From the data below, repeat exactly the lines from the line with "point_to MUST indicate the red" to the line with "point_to MUST indicate the white", both included.

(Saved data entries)
__________

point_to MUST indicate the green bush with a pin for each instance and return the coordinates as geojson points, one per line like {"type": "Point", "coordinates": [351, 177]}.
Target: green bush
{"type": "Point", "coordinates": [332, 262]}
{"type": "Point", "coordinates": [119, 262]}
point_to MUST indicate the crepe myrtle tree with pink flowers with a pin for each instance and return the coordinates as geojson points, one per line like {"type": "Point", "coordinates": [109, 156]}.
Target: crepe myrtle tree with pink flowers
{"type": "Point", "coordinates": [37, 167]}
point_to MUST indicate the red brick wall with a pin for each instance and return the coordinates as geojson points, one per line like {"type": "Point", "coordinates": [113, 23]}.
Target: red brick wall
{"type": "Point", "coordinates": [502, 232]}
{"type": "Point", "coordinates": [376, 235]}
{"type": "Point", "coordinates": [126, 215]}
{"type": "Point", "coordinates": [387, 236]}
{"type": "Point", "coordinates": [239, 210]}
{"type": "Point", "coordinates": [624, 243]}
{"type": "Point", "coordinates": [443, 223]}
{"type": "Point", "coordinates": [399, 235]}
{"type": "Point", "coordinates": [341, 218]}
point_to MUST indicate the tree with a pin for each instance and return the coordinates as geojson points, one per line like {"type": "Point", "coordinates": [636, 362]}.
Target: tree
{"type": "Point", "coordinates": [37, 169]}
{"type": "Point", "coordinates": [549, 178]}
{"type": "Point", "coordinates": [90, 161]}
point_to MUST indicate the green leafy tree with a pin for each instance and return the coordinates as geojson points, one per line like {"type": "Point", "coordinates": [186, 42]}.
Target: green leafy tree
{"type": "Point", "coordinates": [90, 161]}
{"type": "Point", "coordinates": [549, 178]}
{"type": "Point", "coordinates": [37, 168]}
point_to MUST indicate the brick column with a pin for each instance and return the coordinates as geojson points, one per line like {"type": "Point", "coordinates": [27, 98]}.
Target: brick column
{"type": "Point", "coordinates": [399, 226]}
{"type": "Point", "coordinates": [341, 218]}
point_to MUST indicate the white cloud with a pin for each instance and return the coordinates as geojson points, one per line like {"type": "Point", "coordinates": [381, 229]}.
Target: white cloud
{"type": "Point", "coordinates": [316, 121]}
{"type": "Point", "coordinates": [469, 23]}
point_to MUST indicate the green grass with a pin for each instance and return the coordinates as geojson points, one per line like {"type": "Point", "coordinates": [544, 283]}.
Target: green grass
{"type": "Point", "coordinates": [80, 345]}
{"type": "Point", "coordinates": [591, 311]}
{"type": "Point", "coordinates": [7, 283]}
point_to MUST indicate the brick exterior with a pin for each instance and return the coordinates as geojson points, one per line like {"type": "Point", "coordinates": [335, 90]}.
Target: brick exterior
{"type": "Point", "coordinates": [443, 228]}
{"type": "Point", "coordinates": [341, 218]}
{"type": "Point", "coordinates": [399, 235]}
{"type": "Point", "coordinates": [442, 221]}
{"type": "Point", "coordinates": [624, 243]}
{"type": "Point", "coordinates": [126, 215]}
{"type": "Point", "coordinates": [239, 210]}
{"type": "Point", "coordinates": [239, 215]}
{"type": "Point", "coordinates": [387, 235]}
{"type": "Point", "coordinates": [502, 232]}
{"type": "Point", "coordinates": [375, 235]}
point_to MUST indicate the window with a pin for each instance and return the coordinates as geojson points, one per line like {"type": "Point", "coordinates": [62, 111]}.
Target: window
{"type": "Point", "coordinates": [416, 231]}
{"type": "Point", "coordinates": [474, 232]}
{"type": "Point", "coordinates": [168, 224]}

__________

§ **RESPONSE AREA**
point_to MUST indicate the red brick wall with a pin for each instance and return the coordinates as geojson points, one per line like {"type": "Point", "coordinates": [113, 23]}.
Target: red brick wall
{"type": "Point", "coordinates": [502, 232]}
{"type": "Point", "coordinates": [376, 235]}
{"type": "Point", "coordinates": [126, 215]}
{"type": "Point", "coordinates": [387, 236]}
{"type": "Point", "coordinates": [239, 210]}
{"type": "Point", "coordinates": [624, 243]}
{"type": "Point", "coordinates": [443, 223]}
{"type": "Point", "coordinates": [399, 235]}
{"type": "Point", "coordinates": [341, 218]}
point_to MUST indicate the tree with a pin for each instance and return the coordinates as geojson points, one per line like {"type": "Point", "coordinates": [636, 362]}.
Target: tree
{"type": "Point", "coordinates": [37, 169]}
{"type": "Point", "coordinates": [549, 178]}
{"type": "Point", "coordinates": [90, 161]}
point_to MUST indicate the green leafy tree with a pin for each instance and return the coordinates as geojson points, one per line like {"type": "Point", "coordinates": [186, 42]}.
Target: green leafy tree
{"type": "Point", "coordinates": [90, 161]}
{"type": "Point", "coordinates": [549, 178]}
{"type": "Point", "coordinates": [37, 168]}
point_to MUST indicate the brick column with a pin for each instance and return the coordinates as geojson points, one per line like {"type": "Point", "coordinates": [27, 98]}.
Target: brick column
{"type": "Point", "coordinates": [399, 226]}
{"type": "Point", "coordinates": [341, 218]}
point_to MUST indicate the white cloud with a pin for each instance and return the coordinates as geojson points, one per line like {"type": "Point", "coordinates": [381, 229]}.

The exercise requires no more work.